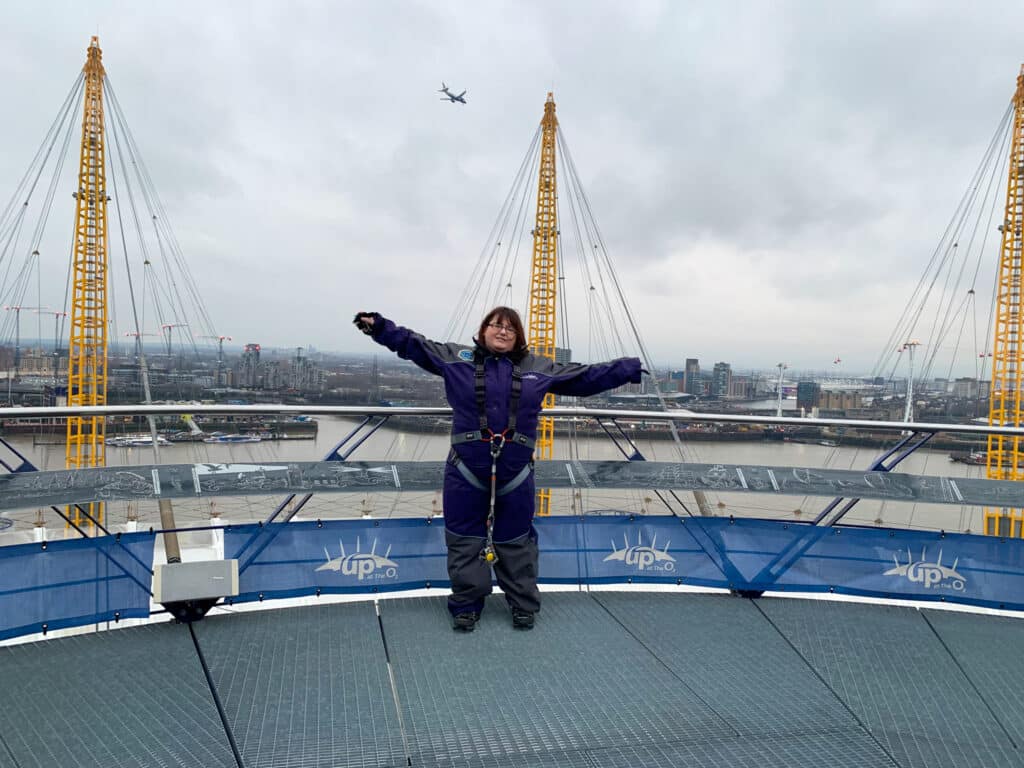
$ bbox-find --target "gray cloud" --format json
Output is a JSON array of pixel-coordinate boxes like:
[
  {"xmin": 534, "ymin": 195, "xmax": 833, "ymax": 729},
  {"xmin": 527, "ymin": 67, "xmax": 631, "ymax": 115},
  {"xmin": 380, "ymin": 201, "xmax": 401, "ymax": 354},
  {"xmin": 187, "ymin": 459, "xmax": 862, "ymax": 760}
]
[{"xmin": 2, "ymin": 0, "xmax": 1023, "ymax": 374}]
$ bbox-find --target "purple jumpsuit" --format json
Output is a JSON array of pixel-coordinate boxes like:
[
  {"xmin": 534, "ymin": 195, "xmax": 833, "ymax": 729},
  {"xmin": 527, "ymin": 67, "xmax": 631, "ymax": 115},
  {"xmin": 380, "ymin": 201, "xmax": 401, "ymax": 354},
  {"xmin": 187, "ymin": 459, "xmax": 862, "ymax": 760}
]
[{"xmin": 368, "ymin": 315, "xmax": 643, "ymax": 616}]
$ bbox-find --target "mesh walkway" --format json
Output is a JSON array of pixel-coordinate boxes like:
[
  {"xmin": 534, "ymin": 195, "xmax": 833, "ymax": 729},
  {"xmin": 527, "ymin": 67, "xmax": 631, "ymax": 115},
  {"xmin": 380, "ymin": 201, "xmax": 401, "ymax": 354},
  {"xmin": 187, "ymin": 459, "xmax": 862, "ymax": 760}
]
[{"xmin": 1, "ymin": 592, "xmax": 1023, "ymax": 767}]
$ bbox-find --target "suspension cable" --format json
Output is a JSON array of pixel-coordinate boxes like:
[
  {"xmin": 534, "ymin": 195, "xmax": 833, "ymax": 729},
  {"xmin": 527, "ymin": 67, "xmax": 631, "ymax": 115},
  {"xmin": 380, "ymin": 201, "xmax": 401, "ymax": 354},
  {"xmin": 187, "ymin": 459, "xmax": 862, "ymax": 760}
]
[
  {"xmin": 444, "ymin": 125, "xmax": 542, "ymax": 341},
  {"xmin": 106, "ymin": 79, "xmax": 218, "ymax": 344},
  {"xmin": 920, "ymin": 118, "xmax": 1011, "ymax": 383},
  {"xmin": 873, "ymin": 100, "xmax": 1013, "ymax": 380},
  {"xmin": 0, "ymin": 74, "xmax": 84, "ymax": 240},
  {"xmin": 0, "ymin": 105, "xmax": 80, "ymax": 343}
]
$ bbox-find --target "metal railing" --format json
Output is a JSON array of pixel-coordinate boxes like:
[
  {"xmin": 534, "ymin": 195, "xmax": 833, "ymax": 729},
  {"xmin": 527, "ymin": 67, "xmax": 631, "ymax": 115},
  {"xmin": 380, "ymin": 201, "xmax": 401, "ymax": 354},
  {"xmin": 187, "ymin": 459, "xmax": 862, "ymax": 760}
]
[{"xmin": 0, "ymin": 403, "xmax": 1021, "ymax": 438}]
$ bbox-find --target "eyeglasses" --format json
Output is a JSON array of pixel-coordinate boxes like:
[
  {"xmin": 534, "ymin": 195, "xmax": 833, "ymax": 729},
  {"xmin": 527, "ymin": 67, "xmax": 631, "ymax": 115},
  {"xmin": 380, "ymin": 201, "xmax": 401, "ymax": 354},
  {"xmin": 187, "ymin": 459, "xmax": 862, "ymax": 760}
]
[{"xmin": 487, "ymin": 323, "xmax": 516, "ymax": 335}]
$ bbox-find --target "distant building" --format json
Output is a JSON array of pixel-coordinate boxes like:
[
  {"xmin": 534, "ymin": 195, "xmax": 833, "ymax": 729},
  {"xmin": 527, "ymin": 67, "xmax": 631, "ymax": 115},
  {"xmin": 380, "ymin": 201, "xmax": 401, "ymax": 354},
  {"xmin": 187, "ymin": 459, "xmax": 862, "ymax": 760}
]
[
  {"xmin": 262, "ymin": 360, "xmax": 283, "ymax": 390},
  {"xmin": 607, "ymin": 392, "xmax": 692, "ymax": 407},
  {"xmin": 729, "ymin": 375, "xmax": 752, "ymax": 399},
  {"xmin": 820, "ymin": 390, "xmax": 862, "ymax": 411},
  {"xmin": 288, "ymin": 348, "xmax": 325, "ymax": 391},
  {"xmin": 711, "ymin": 362, "xmax": 731, "ymax": 398},
  {"xmin": 555, "ymin": 347, "xmax": 572, "ymax": 365},
  {"xmin": 240, "ymin": 343, "xmax": 261, "ymax": 388},
  {"xmin": 108, "ymin": 367, "xmax": 138, "ymax": 386},
  {"xmin": 12, "ymin": 350, "xmax": 66, "ymax": 379},
  {"xmin": 952, "ymin": 378, "xmax": 974, "ymax": 398},
  {"xmin": 684, "ymin": 358, "xmax": 701, "ymax": 396},
  {"xmin": 953, "ymin": 378, "xmax": 990, "ymax": 399},
  {"xmin": 657, "ymin": 378, "xmax": 679, "ymax": 394},
  {"xmin": 796, "ymin": 381, "xmax": 821, "ymax": 410}
]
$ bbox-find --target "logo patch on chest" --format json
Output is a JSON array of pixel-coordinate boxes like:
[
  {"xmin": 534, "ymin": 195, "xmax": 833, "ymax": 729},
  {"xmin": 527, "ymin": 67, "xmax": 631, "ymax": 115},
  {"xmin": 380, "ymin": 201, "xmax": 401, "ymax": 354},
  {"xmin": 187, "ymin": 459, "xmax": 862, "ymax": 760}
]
[{"xmin": 458, "ymin": 349, "xmax": 474, "ymax": 361}]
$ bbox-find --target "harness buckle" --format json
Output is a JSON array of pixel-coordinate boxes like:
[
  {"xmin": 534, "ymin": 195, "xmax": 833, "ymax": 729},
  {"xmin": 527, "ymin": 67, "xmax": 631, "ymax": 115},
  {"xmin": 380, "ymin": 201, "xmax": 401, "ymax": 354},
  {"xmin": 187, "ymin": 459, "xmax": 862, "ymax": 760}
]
[{"xmin": 488, "ymin": 429, "xmax": 507, "ymax": 457}]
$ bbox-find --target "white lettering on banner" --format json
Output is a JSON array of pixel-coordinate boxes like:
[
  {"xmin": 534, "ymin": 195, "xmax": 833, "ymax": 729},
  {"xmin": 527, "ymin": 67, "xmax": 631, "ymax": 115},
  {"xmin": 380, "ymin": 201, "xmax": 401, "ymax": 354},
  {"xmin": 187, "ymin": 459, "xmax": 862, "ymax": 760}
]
[
  {"xmin": 603, "ymin": 532, "xmax": 676, "ymax": 573},
  {"xmin": 316, "ymin": 537, "xmax": 399, "ymax": 582},
  {"xmin": 883, "ymin": 547, "xmax": 966, "ymax": 592}
]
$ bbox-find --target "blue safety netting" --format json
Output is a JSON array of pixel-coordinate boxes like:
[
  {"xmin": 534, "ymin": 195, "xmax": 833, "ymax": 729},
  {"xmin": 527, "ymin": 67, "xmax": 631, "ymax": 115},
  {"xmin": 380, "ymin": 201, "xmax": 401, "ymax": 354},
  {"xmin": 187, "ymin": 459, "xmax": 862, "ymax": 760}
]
[
  {"xmin": 0, "ymin": 533, "xmax": 155, "ymax": 641},
  {"xmin": 226, "ymin": 515, "xmax": 1024, "ymax": 612}
]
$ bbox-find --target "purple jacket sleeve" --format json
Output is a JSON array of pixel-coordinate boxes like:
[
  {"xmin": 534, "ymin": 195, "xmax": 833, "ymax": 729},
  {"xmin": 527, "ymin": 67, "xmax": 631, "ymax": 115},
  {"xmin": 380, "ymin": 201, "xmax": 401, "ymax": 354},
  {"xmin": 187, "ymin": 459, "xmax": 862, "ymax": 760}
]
○ ○ ○
■ Exercise objective ■
Transcribe the listing above exactly, leaving every picture out.

■ The completed task ■
$ bbox-find --target "gray cloud" --format json
Output is a JSON array of pixel-coordinate boxes like:
[
  {"xmin": 534, "ymin": 195, "xmax": 833, "ymax": 729},
  {"xmin": 527, "ymin": 67, "xmax": 631, "ymax": 115},
  {"xmin": 380, "ymin": 201, "xmax": 401, "ymax": 354},
  {"xmin": 187, "ymin": 459, "xmax": 862, "ymax": 760}
]
[{"xmin": 2, "ymin": 0, "xmax": 1023, "ymax": 374}]
$ bbox-find --target "purple jumpsuit" --format json
Output is a JSON array of pixel-coordinate boxes like:
[
  {"xmin": 534, "ymin": 195, "xmax": 833, "ymax": 729},
  {"xmin": 527, "ymin": 67, "xmax": 631, "ymax": 115},
  {"xmin": 380, "ymin": 201, "xmax": 401, "ymax": 354},
  {"xmin": 187, "ymin": 459, "xmax": 862, "ymax": 760}
]
[{"xmin": 368, "ymin": 315, "xmax": 643, "ymax": 616}]
$ bbox-find --target "mesh walkway" --format json
Output is a JSON array of pixel-coordinate boxes like:
[
  {"xmin": 534, "ymin": 195, "xmax": 833, "ymax": 729},
  {"xmin": 527, "ymin": 67, "xmax": 631, "ymax": 115},
  {"xmin": 380, "ymin": 201, "xmax": 401, "ymax": 354},
  {"xmin": 187, "ymin": 459, "xmax": 862, "ymax": 760}
]
[{"xmin": 1, "ymin": 592, "xmax": 1023, "ymax": 767}]
$ bbox-find --target "suspension cable" --format json
Output is a JSON array of pixel-coordinate boxes like:
[
  {"xmin": 534, "ymin": 195, "xmax": 833, "ymax": 729},
  {"xmin": 527, "ymin": 67, "xmax": 631, "ymax": 115},
  {"xmin": 380, "ymin": 201, "xmax": 401, "ymax": 354},
  {"xmin": 187, "ymin": 459, "xmax": 862, "ymax": 760}
]
[
  {"xmin": 444, "ymin": 125, "xmax": 542, "ymax": 341},
  {"xmin": 106, "ymin": 79, "xmax": 218, "ymax": 344},
  {"xmin": 920, "ymin": 118, "xmax": 1011, "ymax": 383},
  {"xmin": 873, "ymin": 100, "xmax": 1013, "ymax": 380},
  {"xmin": 0, "ymin": 74, "xmax": 84, "ymax": 240},
  {"xmin": 0, "ymin": 105, "xmax": 80, "ymax": 343}
]
$ bbox-find --target "metal railing" --format json
Output is a JSON array of pixel-coordinate boxes like:
[
  {"xmin": 534, "ymin": 195, "xmax": 833, "ymax": 729},
  {"xmin": 527, "ymin": 67, "xmax": 631, "ymax": 115},
  {"xmin": 380, "ymin": 201, "xmax": 401, "ymax": 354},
  {"xmin": 187, "ymin": 459, "xmax": 862, "ymax": 760}
]
[{"xmin": 0, "ymin": 403, "xmax": 1021, "ymax": 438}]
$ bbox-find --target "eyeglasses" --format json
Output is a JSON array of pixel-coordinate boxes like:
[
  {"xmin": 534, "ymin": 195, "xmax": 833, "ymax": 729},
  {"xmin": 527, "ymin": 67, "xmax": 631, "ymax": 115},
  {"xmin": 380, "ymin": 201, "xmax": 401, "ymax": 354},
  {"xmin": 187, "ymin": 459, "xmax": 862, "ymax": 760}
]
[{"xmin": 487, "ymin": 323, "xmax": 516, "ymax": 335}]
$ bbox-find --target "distant building" --format json
Output is a JSON array of pixel-coordinate boxes like:
[
  {"xmin": 534, "ymin": 195, "xmax": 833, "ymax": 729},
  {"xmin": 527, "ymin": 67, "xmax": 631, "ymax": 115},
  {"xmin": 380, "ymin": 201, "xmax": 401, "ymax": 354},
  {"xmin": 187, "ymin": 459, "xmax": 862, "ymax": 760}
]
[
  {"xmin": 262, "ymin": 360, "xmax": 283, "ymax": 390},
  {"xmin": 607, "ymin": 392, "xmax": 692, "ymax": 407},
  {"xmin": 729, "ymin": 375, "xmax": 752, "ymax": 399},
  {"xmin": 820, "ymin": 390, "xmax": 862, "ymax": 411},
  {"xmin": 288, "ymin": 348, "xmax": 325, "ymax": 391},
  {"xmin": 711, "ymin": 362, "xmax": 731, "ymax": 398},
  {"xmin": 555, "ymin": 347, "xmax": 572, "ymax": 365},
  {"xmin": 240, "ymin": 343, "xmax": 261, "ymax": 388},
  {"xmin": 108, "ymin": 367, "xmax": 138, "ymax": 386},
  {"xmin": 12, "ymin": 350, "xmax": 66, "ymax": 379},
  {"xmin": 952, "ymin": 378, "xmax": 974, "ymax": 398},
  {"xmin": 684, "ymin": 358, "xmax": 701, "ymax": 396},
  {"xmin": 953, "ymin": 378, "xmax": 990, "ymax": 399},
  {"xmin": 657, "ymin": 378, "xmax": 679, "ymax": 394},
  {"xmin": 796, "ymin": 381, "xmax": 821, "ymax": 410}
]
$ bbox-find --target "logo patch on chest" --format json
Output is a JSON array of pixel-coordinate boxes like:
[
  {"xmin": 534, "ymin": 195, "xmax": 833, "ymax": 729},
  {"xmin": 527, "ymin": 67, "xmax": 631, "ymax": 115},
  {"xmin": 380, "ymin": 201, "xmax": 401, "ymax": 354},
  {"xmin": 187, "ymin": 459, "xmax": 862, "ymax": 760}
]
[{"xmin": 458, "ymin": 349, "xmax": 474, "ymax": 361}]
$ bbox-find --target "harness buckle" --format json
Output is a JSON array of pixel-coordinate boxes like:
[
  {"xmin": 534, "ymin": 195, "xmax": 833, "ymax": 729},
  {"xmin": 527, "ymin": 67, "xmax": 631, "ymax": 115},
  {"xmin": 380, "ymin": 201, "xmax": 401, "ymax": 354},
  {"xmin": 187, "ymin": 459, "xmax": 862, "ymax": 760}
]
[{"xmin": 488, "ymin": 429, "xmax": 507, "ymax": 457}]
$ bbox-find --target "white lettering on banner" --format json
Output is a JSON array of pixel-coordinate boxes like:
[
  {"xmin": 534, "ymin": 195, "xmax": 833, "ymax": 729},
  {"xmin": 527, "ymin": 67, "xmax": 631, "ymax": 115},
  {"xmin": 380, "ymin": 201, "xmax": 401, "ymax": 354},
  {"xmin": 187, "ymin": 459, "xmax": 862, "ymax": 760}
]
[
  {"xmin": 603, "ymin": 532, "xmax": 676, "ymax": 573},
  {"xmin": 316, "ymin": 537, "xmax": 399, "ymax": 582},
  {"xmin": 883, "ymin": 547, "xmax": 966, "ymax": 592}
]
$ bbox-find --target "blue safety netting" --format json
Output is a JSON array of pixel-coordinate boxes like:
[
  {"xmin": 534, "ymin": 195, "xmax": 833, "ymax": 729},
  {"xmin": 527, "ymin": 67, "xmax": 631, "ymax": 115},
  {"xmin": 380, "ymin": 201, "xmax": 401, "ymax": 354},
  {"xmin": 187, "ymin": 459, "xmax": 862, "ymax": 760}
]
[
  {"xmin": 0, "ymin": 533, "xmax": 155, "ymax": 641},
  {"xmin": 226, "ymin": 515, "xmax": 1024, "ymax": 612}
]
$ bbox-find --target "purple jacket sleeve" --format json
Output is a JSON array of pixel-coordinate boxes like:
[
  {"xmin": 534, "ymin": 195, "xmax": 833, "ymax": 729},
  {"xmin": 527, "ymin": 67, "xmax": 631, "ymax": 115},
  {"xmin": 380, "ymin": 201, "xmax": 401, "ymax": 354},
  {"xmin": 187, "ymin": 459, "xmax": 862, "ymax": 760}
]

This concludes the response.